WHAT THE TASK REQUIRES:
Please change "frame" to "border" in the rows, beginning at the start of the rows and stopping after the line that has "Now the black", with all else unchanged. Leave the pictures out of the answer.

(Records from a data source)
--------

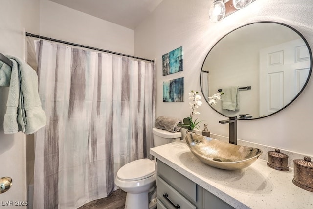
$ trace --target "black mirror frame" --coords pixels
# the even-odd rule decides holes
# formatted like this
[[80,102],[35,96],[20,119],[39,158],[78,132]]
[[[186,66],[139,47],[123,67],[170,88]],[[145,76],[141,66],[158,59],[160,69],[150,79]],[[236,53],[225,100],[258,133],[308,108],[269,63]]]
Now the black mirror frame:
[[[300,33],[300,32],[299,32],[298,30],[296,30],[295,28],[294,28],[293,27],[291,27],[291,26],[290,25],[288,25],[287,24],[284,24],[284,23],[278,23],[278,22],[274,22],[274,21],[259,21],[259,22],[254,22],[254,23],[248,23],[248,24],[246,24],[242,25],[242,26],[241,26],[240,27],[238,27],[237,28],[234,29],[234,30],[232,30],[232,31],[231,31],[229,33],[227,33],[227,34],[226,34],[225,35],[223,36],[221,39],[220,39],[220,40],[219,40],[213,45],[213,46],[212,47],[212,48],[211,48],[211,49],[210,49],[210,50],[208,52],[207,54],[205,56],[205,58],[204,58],[204,61],[203,62],[203,63],[202,64],[202,66],[201,67],[201,71],[200,72],[200,88],[201,88],[201,92],[202,93],[202,95],[204,95],[204,94],[203,94],[203,90],[202,90],[202,83],[201,83],[201,75],[202,74],[202,70],[203,70],[203,66],[204,65],[204,62],[205,62],[205,60],[206,60],[206,58],[207,57],[207,56],[210,54],[210,52],[211,52],[211,51],[212,51],[212,50],[214,48],[214,46],[216,46],[216,45],[217,45],[223,38],[224,38],[227,35],[228,35],[230,33],[234,32],[234,31],[235,31],[235,30],[237,30],[237,29],[238,29],[239,28],[242,28],[243,27],[244,27],[245,26],[249,25],[252,24],[255,24],[255,23],[272,23],[280,24],[281,25],[283,25],[283,26],[286,26],[287,27],[288,27],[289,28],[292,30],[293,31],[296,32],[298,35],[299,35],[299,36],[302,39],[302,40],[303,40],[303,41],[305,43],[306,45],[307,46],[307,47],[308,47],[308,49],[309,50],[309,53],[310,54],[310,70],[309,70],[309,75],[308,75],[308,78],[307,78],[307,80],[306,81],[306,82],[305,82],[304,85],[303,85],[303,87],[301,89],[301,90],[299,92],[298,94],[294,97],[294,98],[292,100],[291,100],[288,104],[286,105],[284,107],[283,107],[282,108],[281,108],[279,110],[278,110],[277,111],[275,112],[275,113],[273,113],[271,114],[268,115],[264,116],[263,117],[252,118],[249,118],[249,119],[240,119],[240,118],[237,118],[238,120],[256,120],[256,119],[258,119],[264,118],[265,118],[265,117],[268,117],[269,116],[272,116],[272,115],[273,115],[274,114],[275,114],[281,111],[282,110],[284,110],[284,109],[285,109],[286,107],[287,107],[288,106],[289,106],[291,103],[292,103],[297,98],[298,98],[298,97],[300,95],[300,94],[302,93],[302,92],[303,91],[303,90],[304,90],[304,88],[306,87],[306,86],[308,84],[308,83],[309,82],[309,80],[310,80],[310,78],[311,77],[311,73],[312,73],[312,63],[313,63],[313,61],[312,61],[312,52],[311,51],[311,48],[310,47],[310,46],[309,45],[309,43],[307,41],[306,39],[304,38],[303,35],[301,33]],[[205,100],[206,102],[210,106],[210,107],[211,107],[211,108],[212,108],[216,112],[218,112],[218,113],[219,113],[220,114],[222,115],[222,116],[225,116],[225,117],[227,117],[228,116],[226,116],[226,115],[225,115],[224,114],[223,114],[221,113],[220,113],[220,112],[218,111],[211,105],[209,104],[209,102],[207,100],[207,98],[206,98],[205,96],[203,96],[203,97],[204,97],[204,99]]]

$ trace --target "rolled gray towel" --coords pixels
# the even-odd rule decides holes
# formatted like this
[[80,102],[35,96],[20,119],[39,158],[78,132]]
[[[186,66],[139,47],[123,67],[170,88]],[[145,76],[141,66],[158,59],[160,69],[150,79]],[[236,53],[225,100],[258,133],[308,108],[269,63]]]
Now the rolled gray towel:
[[160,116],[156,120],[156,127],[171,132],[177,132],[181,128],[177,125],[181,122],[182,121],[179,119]]

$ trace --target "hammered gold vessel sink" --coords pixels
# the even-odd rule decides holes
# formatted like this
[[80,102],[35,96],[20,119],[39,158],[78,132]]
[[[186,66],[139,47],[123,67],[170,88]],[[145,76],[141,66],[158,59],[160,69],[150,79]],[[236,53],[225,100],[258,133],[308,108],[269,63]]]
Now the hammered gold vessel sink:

--------

TASK RESPONSE:
$ trace --target "black mirror border" --coords pixels
# the even-odd rule decides holes
# formatted like this
[[80,102],[35,96],[20,119],[39,158],[78,132]]
[[[186,66],[139,47],[123,67],[170,88]],[[145,76],[141,66],[158,59],[160,69],[150,79]],[[236,53],[225,100],[258,133],[308,108],[269,63]]]
Now the black mirror border:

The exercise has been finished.